→ **TASK REQUIREMENTS**
Could you set down every entry exactly as it appears?

[Records from a data collection]
<<<<

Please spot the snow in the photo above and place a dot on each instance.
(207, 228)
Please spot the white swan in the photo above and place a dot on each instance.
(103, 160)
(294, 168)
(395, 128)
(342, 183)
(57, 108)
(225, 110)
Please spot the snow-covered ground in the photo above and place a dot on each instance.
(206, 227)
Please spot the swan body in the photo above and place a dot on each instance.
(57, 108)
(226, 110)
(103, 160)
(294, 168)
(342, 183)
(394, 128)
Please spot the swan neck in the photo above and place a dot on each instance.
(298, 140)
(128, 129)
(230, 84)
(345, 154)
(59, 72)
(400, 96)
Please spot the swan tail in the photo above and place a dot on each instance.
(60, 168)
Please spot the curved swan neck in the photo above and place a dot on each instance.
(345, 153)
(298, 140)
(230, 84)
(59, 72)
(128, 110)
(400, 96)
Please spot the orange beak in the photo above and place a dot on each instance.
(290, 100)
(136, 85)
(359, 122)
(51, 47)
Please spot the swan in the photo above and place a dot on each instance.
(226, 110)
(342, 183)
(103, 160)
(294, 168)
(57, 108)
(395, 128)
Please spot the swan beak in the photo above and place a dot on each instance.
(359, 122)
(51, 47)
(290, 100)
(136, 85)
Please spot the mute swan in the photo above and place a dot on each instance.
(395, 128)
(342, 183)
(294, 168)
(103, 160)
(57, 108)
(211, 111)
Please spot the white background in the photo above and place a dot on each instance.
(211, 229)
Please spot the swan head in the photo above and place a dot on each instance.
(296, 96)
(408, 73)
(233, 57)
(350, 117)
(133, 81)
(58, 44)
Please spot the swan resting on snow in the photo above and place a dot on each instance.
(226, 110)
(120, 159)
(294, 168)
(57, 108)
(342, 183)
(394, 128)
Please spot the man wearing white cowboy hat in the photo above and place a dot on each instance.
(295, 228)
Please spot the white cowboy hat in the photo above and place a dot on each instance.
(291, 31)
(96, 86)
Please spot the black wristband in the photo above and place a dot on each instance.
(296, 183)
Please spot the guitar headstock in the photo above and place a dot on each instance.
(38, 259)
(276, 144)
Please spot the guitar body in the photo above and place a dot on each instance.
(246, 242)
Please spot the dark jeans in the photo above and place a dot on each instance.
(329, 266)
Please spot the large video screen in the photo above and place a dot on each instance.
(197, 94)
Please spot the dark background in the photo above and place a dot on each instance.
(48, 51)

>>>>

→ **TASK OUTPUT**
Please spot the snow in the photo above and place a dot on each instance.
(207, 228)
Please spot the white swan in the photo above and place a dot on each instance.
(103, 160)
(294, 168)
(395, 128)
(342, 183)
(57, 108)
(225, 110)
Please spot the snow-covered ground in the photo above and place a dot on each instance.
(206, 227)
Please spot the swan body in the photo above and place a dot on each instance.
(57, 108)
(226, 110)
(103, 160)
(294, 168)
(342, 183)
(394, 128)
Please spot the swan neck in the photo above and place a dot on each instance.
(298, 140)
(128, 129)
(230, 84)
(345, 154)
(59, 72)
(400, 96)
Please spot the swan tail in the photo above and place a dot on each instance.
(60, 168)
Please spot the curved swan neck in the photo above and place a dot on each instance.
(345, 153)
(298, 140)
(230, 84)
(59, 72)
(128, 110)
(400, 96)
Please spot the orange beak in the photo above and place a dot on each instance.
(290, 100)
(136, 85)
(359, 122)
(51, 47)
Please spot the swan in the photo above and place a dot on each instance.
(226, 110)
(342, 183)
(103, 160)
(294, 168)
(57, 108)
(395, 128)
Please spot the swan beak in the photo above and place a dot on each instance.
(359, 122)
(51, 47)
(290, 100)
(136, 85)
Please spot the mute swan in the photo above and place a dot on each instance.
(395, 128)
(342, 183)
(294, 168)
(103, 160)
(57, 108)
(211, 111)
Please spot the white background in the photo above and place a dot on each instance.
(211, 229)
Please spot the swan head in the photo above and place a dot on each instance.
(296, 96)
(408, 73)
(233, 57)
(350, 117)
(133, 81)
(58, 44)
Please spot the swan resting on snow in the photo above and place a dot on each instance.
(226, 110)
(120, 159)
(294, 168)
(57, 108)
(342, 183)
(394, 128)
Please spot the man wearing white cowboy hat in the photo above and place a dot on each instance.
(295, 228)
Please spot the white cowboy hat in the photo above and place a dot on each instance.
(291, 31)
(96, 86)
Please spot the black wristband in the photo above and place a dot on each instance.
(296, 183)
Please spot the guitar headstock in the photo above and place a dot on each instance.
(38, 259)
(276, 144)
Please spot the guitar body in the photo above and place a dot on each instance.
(246, 242)
Please spot the dark jeans in the photo above and place a dot on each instance.
(329, 266)
Please spot the large video screen in the photo above and place a dot on each instance.
(197, 94)
Please spot the dark background in the photo above and place a dot on each instance.
(48, 51)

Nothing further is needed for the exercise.